_Your task_.
Rewrite the rows below, replacing every "dark car" with "black car" and leaving everything else unchanged. Leave the pictures out of the rewritten rows.

========

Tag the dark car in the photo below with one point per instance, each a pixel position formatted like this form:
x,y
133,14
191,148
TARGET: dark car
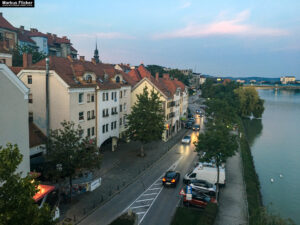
x,y
171,178
189,125
199,199
196,127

========

_Result of this exercise_.
Tag the black car in the photo below with one point per instance, each a pixel position formatted like this form:
x,y
133,14
191,148
TARGET: black car
x,y
171,178
189,125
199,199
196,127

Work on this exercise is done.